## EXERCISE INSTRUCTIONS
I would like the listing below retyped exactly, line by line.

= = = = = = =

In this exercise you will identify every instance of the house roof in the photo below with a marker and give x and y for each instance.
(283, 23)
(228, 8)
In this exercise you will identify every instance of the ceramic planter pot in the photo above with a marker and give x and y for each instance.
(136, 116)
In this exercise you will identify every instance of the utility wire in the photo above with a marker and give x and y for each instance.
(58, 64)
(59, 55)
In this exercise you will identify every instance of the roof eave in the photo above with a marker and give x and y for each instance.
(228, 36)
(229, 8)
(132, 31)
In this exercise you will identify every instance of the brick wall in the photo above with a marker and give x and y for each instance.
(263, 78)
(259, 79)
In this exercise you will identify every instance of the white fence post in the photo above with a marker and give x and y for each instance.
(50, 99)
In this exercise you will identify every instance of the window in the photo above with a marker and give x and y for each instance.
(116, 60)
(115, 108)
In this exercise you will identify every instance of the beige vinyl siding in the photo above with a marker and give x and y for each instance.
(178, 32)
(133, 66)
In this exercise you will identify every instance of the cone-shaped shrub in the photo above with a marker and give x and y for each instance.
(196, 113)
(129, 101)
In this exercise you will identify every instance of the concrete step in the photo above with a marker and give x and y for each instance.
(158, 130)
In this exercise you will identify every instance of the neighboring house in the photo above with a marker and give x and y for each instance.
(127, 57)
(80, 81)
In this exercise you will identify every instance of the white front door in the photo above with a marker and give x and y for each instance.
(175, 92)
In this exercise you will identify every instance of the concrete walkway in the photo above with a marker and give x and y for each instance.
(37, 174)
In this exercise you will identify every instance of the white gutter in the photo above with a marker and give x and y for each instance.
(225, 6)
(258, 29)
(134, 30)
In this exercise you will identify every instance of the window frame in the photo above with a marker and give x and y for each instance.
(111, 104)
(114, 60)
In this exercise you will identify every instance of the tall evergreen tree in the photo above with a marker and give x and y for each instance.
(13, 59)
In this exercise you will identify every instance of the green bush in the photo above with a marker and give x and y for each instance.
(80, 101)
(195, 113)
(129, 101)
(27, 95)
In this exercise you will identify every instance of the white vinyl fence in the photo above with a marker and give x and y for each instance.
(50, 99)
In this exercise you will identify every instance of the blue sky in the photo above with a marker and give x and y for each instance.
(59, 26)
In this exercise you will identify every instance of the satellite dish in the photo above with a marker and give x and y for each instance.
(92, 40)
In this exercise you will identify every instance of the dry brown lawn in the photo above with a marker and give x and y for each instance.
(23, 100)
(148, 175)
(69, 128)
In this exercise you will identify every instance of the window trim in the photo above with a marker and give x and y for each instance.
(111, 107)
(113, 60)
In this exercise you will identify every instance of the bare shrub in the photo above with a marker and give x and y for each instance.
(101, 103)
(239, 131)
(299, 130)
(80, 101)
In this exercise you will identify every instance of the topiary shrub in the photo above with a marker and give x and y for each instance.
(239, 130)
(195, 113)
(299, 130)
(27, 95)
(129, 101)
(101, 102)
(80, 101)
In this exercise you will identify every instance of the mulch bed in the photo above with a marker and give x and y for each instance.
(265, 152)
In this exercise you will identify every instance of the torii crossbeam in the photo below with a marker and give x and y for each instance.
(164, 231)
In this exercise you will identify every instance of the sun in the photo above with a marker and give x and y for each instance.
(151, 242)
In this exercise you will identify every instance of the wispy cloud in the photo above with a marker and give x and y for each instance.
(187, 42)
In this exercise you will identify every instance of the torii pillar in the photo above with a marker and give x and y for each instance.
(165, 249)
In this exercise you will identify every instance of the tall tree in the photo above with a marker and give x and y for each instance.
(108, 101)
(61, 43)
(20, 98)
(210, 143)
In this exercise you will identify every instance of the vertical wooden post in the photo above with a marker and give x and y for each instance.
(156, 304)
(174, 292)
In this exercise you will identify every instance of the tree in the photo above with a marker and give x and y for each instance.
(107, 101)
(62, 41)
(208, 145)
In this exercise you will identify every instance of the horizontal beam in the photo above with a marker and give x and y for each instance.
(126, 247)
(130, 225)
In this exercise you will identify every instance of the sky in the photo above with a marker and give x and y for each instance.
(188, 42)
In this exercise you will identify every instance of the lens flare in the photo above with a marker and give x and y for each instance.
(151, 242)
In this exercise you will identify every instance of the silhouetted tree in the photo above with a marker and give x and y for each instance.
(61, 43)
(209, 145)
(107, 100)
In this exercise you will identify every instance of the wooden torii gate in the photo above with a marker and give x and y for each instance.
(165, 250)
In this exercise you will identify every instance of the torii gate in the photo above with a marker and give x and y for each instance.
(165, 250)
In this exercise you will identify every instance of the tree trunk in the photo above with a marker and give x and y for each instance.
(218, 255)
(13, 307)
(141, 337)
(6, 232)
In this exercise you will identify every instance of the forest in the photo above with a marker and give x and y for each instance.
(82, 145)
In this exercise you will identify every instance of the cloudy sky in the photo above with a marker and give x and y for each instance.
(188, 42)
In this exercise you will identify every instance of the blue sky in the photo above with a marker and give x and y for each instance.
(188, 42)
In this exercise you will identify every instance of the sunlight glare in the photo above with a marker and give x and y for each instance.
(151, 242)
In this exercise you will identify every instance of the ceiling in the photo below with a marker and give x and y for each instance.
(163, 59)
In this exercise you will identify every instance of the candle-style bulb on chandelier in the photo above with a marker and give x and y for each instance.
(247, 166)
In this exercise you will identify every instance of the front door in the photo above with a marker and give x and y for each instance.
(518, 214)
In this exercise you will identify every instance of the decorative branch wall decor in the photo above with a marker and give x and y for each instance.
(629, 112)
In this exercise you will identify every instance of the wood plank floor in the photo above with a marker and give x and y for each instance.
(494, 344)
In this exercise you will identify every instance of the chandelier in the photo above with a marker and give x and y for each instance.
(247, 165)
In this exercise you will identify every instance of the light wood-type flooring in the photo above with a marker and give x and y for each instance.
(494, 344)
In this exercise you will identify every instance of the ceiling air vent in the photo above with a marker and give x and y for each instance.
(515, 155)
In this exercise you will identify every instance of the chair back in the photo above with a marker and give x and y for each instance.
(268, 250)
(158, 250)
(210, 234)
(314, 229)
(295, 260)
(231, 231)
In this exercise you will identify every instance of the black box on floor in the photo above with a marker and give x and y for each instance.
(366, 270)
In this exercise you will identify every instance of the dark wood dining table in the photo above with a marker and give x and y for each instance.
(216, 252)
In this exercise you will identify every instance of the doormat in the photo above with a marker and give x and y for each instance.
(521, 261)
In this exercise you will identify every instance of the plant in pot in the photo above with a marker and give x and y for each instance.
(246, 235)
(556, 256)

= = = = = = =

## RESULT OF THE TASK
In this exercise you will identify every instance of the house roof in the photo below with a marker and give x and y for each instance.
(283, 23)
(228, 8)
In this exercise you will identify every instance of the ceramic planter pot in the photo above with a marker and give x and y for each instance.
(136, 116)
In this exercise you will identify every instance of the utility wire in the photo above with a marker and give x and y for each instance.
(58, 64)
(59, 55)
In this exercise you will identify every instance of the roof eave in the photo above with a marker and give x and y for each instance.
(228, 36)
(229, 8)
(132, 31)
In this exercise you will identify every instance of the brick wall in the photo above with a marker and give x and y for each instance.
(263, 78)
(259, 79)
In this exercise you will identify every instance of the white fence post in the photo above with a marker and give x and y for each instance.
(50, 99)
In this exercise you will identify every instance of the window in the photo above with a marker and give x and y for each instance.
(116, 60)
(115, 108)
In this exercise you will identify every instance of the beige vinyl siding in the photo above with a marker and give x and y for each instance.
(178, 32)
(133, 66)
In this exercise you will identify every instance of the cone-shaped shrub in the photo above with a marker and give x and y for each instance.
(196, 113)
(129, 101)
In this exercise you will identify every instance of the concrete step in the photo above with a marker and give x and y for each instance.
(158, 130)
In this exercise you will identify every instance of the neighboring house in the photo above with a marker and give x and y for each instance.
(127, 57)
(80, 81)
In this exercise you will identify every instance of the white front door in the photo above with a marker and give x and y for each instance.
(175, 92)
In this exercise you will identify every instance of the concrete walkway in the photo above with a marker and give x and y for each instance.
(37, 174)
In this exercise you will identify every instance of the white gutter in the photo above with a marker and give x and y for each instance.
(225, 6)
(258, 29)
(134, 30)
In this exercise you will identify every instance of the window frame in the photo above with a marker and give x and y for each instance.
(111, 104)
(114, 60)
In this exercise you will identify every instance of the tall evergreen tree in the photo above with a marker and give x and y for each instance.
(13, 59)
In this exercise you will identify every instance of the green bush in the photo above with a marker and give x and y for each instance.
(80, 101)
(195, 113)
(129, 101)
(27, 95)
In this exercise you will identify every instance of the white vinyl fence in the photo above with a marker and give x and y for each instance.
(50, 99)
In this exercise you will identify every instance of the blue sky in the photo above with a marker and give x and y for each instance.
(59, 26)
In this exercise you will identify every instance of the satellite dish in the photo above with a marker and give x and y for each instance.
(92, 40)
In this exercise you will identify every instance of the dry brown lawn in the photo above with a marker and give x and y for each instance.
(23, 100)
(148, 175)
(69, 128)
In this exercise you will identify every instance of the window trim in the photo above with a marker and give x and y for each instance.
(111, 107)
(113, 60)
In this exercise you will identify every instance of the bare shrub in the photo above with a marker and give x and y for each instance.
(101, 103)
(239, 131)
(299, 130)
(80, 101)
In this exercise you will identify every instance of the topiary shrub in the photo above with a marker and give x and y for each instance.
(239, 130)
(195, 113)
(299, 130)
(27, 95)
(129, 101)
(101, 102)
(80, 101)
In this exercise you will identify every instance of the mulch bed in the photo above with a marker and give x and y for each instance.
(265, 152)
In this exercise you will identify every instance of the torii crossbeam in the photo below with a marker and give x and y for each instance.
(164, 231)
In this exercise you will identify every instance of the sun in the photo above with a marker and give x and y for each instance.
(151, 242)
In this exercise you will identify every instance of the wispy cloud in the photo above with a marker and give x and y for each instance.
(187, 42)
In this exercise you will identify every instance of the torii pillar in the photo above with a marker and give x and y for each instance.
(165, 249)
In this exercise you will identify every instance of the tall tree in the photo above with a marker and give x and y for each instance.
(108, 101)
(61, 43)
(20, 98)
(210, 143)
In this exercise you will identify every instance of the vertical wooden post in the photo above with a marker and give x and y for each instance.
(156, 304)
(174, 292)
In this exercise you will identify every instance of the tree in the photo above with a marker and give x and y for each instance.
(107, 101)
(62, 41)
(208, 145)
In this exercise you will identify every instance of the horizontal beam in the photo above with a marker and give x and y for each instance.
(126, 247)
(130, 225)
In this exercise you will identify every instance of the sky in the photo above with a marker and give x and y for each instance.
(188, 42)
In this exercise you will identify every instance of the lens flare in the photo above with a marker and give x and y for each instance.
(151, 242)
In this exercise you will identify every instance of the silhouetted tree in the photo above with a marker and give x and y for each instance.
(61, 43)
(209, 145)
(107, 100)
In this exercise you will identify every instance of the wooden torii gate in the photo above with a marker and give x and y for each instance.
(165, 250)
In this exercise you will identify every instance of the torii gate in the photo above with a marker and give x and y for each instance.
(165, 250)
In this exercise you will identify every instance of the tree trunk in the photo above with a marker and give x and y for each instance.
(218, 255)
(13, 307)
(141, 337)
(6, 232)
In this exercise you will identify every instance of the forest in the photo above with a marker and give x and y for each instance.
(82, 145)
In this exercise you will identify every instance of the cloudy sky in the photo above with a marker and give x and y for each instance.
(188, 42)
In this exercise you will identify every instance of the blue sky in the photo above with a marker and give x and y for each instance.
(188, 42)
In this exercise you will identify every instance of the sunlight glare in the photo above with a marker and give x and y for each instance.
(151, 242)
In this exercise you will identify every instance of the ceiling in the photo below with a marker and give x and y for each instance.
(163, 59)
In this exercise you will identify every instance of the candle-style bulb on chandelier in the photo above with a marker and give x and y for each instance.
(247, 166)
In this exercise you will identify every instance of the front door in the photo above with a marker and give x and y for each instance.
(518, 214)
In this exercise you will identify every instance of the decorative branch wall decor in the photo above with a marker and give x and y for each instance.
(629, 112)
In this exercise you will identify every instance of the wood plank floor in the photo above with a marker and give x and y for each instance.
(494, 344)
In this exercise you will identify every instance of the chandelier in the photo above with a marker and give x and y for each instance.
(247, 165)
In this exercise you will identify every instance of the light wood-type flooring in the photo above with a marker and give x and y for each instance.
(494, 344)
In this exercise you will identify every instance of the ceiling air vent in the photo above with a marker and give x and y for each instance.
(515, 155)
In this exercise you will identify every instance of the chair back in the photo above with a marker and give x and y for each instance.
(268, 250)
(158, 250)
(210, 234)
(314, 229)
(295, 260)
(231, 231)
In this exercise you will identify every instance of the black box on floor in the photo above with a marker and give x and y for each instance.
(366, 270)
In this exercise you will identify every instance of the dark wood dining table in the photo above with a marker and give x and y for each instance.
(216, 252)
In this exercise you will identify every instance of the doormat in the photo above with a marker and give x and y for each instance.
(521, 261)
In this exercise you will identify every instance of the plant in pot in the photo above with a marker and give x and y for each instance.
(246, 235)
(556, 256)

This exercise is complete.